+++ Exercise materials +++

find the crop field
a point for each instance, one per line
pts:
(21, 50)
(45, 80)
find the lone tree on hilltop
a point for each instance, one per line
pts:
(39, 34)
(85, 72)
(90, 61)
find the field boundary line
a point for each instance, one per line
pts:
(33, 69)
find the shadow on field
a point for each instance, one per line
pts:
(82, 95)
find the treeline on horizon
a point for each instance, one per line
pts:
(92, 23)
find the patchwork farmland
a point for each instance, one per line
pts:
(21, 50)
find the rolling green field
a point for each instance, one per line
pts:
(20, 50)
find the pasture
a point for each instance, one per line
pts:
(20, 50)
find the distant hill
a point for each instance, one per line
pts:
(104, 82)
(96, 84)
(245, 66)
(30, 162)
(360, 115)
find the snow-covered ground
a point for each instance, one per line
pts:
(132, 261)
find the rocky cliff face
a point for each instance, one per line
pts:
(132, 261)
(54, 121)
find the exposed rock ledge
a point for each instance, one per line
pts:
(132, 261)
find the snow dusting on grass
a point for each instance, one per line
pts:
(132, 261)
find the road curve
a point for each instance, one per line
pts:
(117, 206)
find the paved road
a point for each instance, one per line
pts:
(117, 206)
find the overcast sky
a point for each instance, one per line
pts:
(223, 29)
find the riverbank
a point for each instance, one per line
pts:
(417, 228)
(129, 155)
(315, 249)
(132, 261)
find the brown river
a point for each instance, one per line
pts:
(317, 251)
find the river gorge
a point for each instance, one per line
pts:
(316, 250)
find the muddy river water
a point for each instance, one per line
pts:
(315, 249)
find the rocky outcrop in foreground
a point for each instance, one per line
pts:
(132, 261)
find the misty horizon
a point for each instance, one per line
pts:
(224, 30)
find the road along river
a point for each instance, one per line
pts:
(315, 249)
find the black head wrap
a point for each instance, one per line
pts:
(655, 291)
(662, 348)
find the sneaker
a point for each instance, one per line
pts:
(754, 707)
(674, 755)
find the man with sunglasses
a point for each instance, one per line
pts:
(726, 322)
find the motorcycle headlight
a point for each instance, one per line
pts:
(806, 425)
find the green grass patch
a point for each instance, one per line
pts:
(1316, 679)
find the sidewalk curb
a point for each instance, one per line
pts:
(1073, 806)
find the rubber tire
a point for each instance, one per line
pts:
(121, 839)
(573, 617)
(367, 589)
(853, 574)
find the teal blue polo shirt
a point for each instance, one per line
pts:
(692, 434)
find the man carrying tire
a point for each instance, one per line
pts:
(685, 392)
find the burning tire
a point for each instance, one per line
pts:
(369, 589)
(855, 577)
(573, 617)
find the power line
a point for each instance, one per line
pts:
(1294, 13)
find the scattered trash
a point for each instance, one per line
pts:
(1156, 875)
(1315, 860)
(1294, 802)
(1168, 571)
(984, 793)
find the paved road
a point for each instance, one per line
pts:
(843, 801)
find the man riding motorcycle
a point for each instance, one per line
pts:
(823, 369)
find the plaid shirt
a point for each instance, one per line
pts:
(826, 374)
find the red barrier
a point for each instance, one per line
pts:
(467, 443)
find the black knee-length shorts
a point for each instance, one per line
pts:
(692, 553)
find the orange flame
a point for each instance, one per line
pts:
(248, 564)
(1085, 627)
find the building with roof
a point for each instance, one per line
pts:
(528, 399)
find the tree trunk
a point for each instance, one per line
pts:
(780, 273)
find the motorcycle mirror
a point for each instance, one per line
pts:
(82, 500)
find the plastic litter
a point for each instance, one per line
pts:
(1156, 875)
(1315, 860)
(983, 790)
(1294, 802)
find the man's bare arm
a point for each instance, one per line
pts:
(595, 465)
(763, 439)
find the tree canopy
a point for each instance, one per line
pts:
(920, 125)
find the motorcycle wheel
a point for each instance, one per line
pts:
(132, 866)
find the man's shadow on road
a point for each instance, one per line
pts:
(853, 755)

+++

▸ **Problem requirements**:
Copy out all the records again, substituting "occurrence" for every occurrence of "instance" and keeping everything else the same.

▸ **Completed exercise**:
find the crop field
a point for each occurrence, one per line
pts:
(21, 50)
(45, 80)
find the lone tree on hilltop
a point for each occurrence, one per line
pts:
(39, 34)
(85, 72)
(90, 61)
find the field boundary line
a point for each occurrence, one per line
pts:
(33, 69)
find the shadow on field
a point for each occurrence, one per line
pts:
(82, 95)
find the treeline on horizon
a point for each occurrence, one per line
pts:
(92, 23)
find the patchwork farmland
a point for each occurrence, one per line
pts:
(21, 50)
find the rolling green field
a point for each occurrence, one per line
pts:
(20, 50)
find the pasture
a point for each occurrence, one per line
pts:
(20, 50)
find the distant hill
a point for each occurrence, one per line
pts:
(104, 82)
(96, 84)
(245, 66)
(30, 162)
(360, 115)
find the snow-covered ground
a point for each occurrence, one per line
pts:
(132, 261)
find the rocky cliff face
a point for each occurrence, one per line
pts:
(132, 261)
(54, 121)
find the exposed rock ledge
a point for each occurrence, one per line
pts:
(132, 261)
find the snow dusting on grass
a point for each occurrence, one per line
pts:
(132, 261)
find the road curve
a point for each occurrence, one per line
pts:
(117, 206)
find the paved road
a point for each occurrence, one per line
pts:
(117, 206)
find the overcast sky
a point for each occurrence, one per line
pts:
(223, 29)
find the riverbank
a point for each occurrence, one per line
pts:
(417, 228)
(129, 155)
(315, 249)
(132, 261)
find the brown river
a point for each occurrence, one per line
pts:
(317, 251)
find the river gorge
a point for each occurrence, one per line
pts:
(316, 250)
find the muddy river water
a point for each occurrence, one per line
pts:
(315, 249)
find the rocky outcrop in foreground
a point for each occurrence, one per line
pts:
(132, 261)
find the misty horizon
a point for each occurrence, one per line
pts:
(224, 30)
find the road along river
a point for each occurrence, one per line
pts:
(315, 249)
find the black head wrap
a point for each occurrence, one per line
pts:
(655, 291)
(662, 348)
find the sneaker
a point for each occurrence, one per line
pts:
(754, 707)
(674, 755)
find the man with sunglasses
a point for each occurrence, one per line
pts:
(726, 322)
find the motorcycle headlight
a point for each occurrence, one per line
pts:
(806, 425)
find the green grass patch
a point for each occurrence, one per line
pts:
(1316, 679)
find the sidewalk curb
a point for each occurrence, one per line
pts:
(1073, 806)
find the rubber tire
a point for each occurrence, one per line
pts:
(121, 839)
(573, 617)
(367, 589)
(853, 574)
find the teal blue polo shirt
a point for each occurrence, one per line
pts:
(692, 434)
find the man carrying tire
a point for each occurrence, one per line
pts:
(685, 392)
find the burning tire
a point for each occurrence, one per line
pts:
(369, 589)
(855, 577)
(573, 617)
find the power line
a point for each occurrence, one per line
pts:
(1294, 13)
find the scattered trash
a point for each occurrence, one per line
pts:
(1156, 875)
(1315, 860)
(1294, 802)
(1168, 571)
(984, 793)
find the paved road
a point for each occurrence, one per line
pts:
(843, 801)
find the man riding motorcycle
a point for each occurrence, one per line
pts:
(823, 369)
find the plaid shirt
a point for each occurrence, one per line
pts:
(826, 374)
find the red barrier
a point for each occurrence, one per line
pts:
(467, 443)
find the black knee-length shorts
a point for each occurrence, one per line
pts:
(692, 553)
find the orange flame
a point for each occurrence, one per line
pts:
(248, 564)
(1085, 627)
find the building with roof
a point for each occurrence, one per line
pts:
(528, 399)
find the tree trunk
a point for each occurrence, one per line
pts:
(780, 273)
find the motorcycle mirror
a point for each occurrence, one per line
pts:
(82, 500)
find the plastic litter
a point for each occurrence, one per line
pts:
(1156, 875)
(1315, 860)
(983, 790)
(1294, 802)
find the man's bare arm
a point for each occurrence, one per line
pts:
(595, 465)
(763, 439)
find the tree canopy
a point for each occurrence, one per line
pts:
(920, 125)
find the motorcycle wheel
a point for each occurrence, one per line
pts:
(132, 866)
find the man's shadow on road
a point for each occurrence, one per line
pts:
(853, 755)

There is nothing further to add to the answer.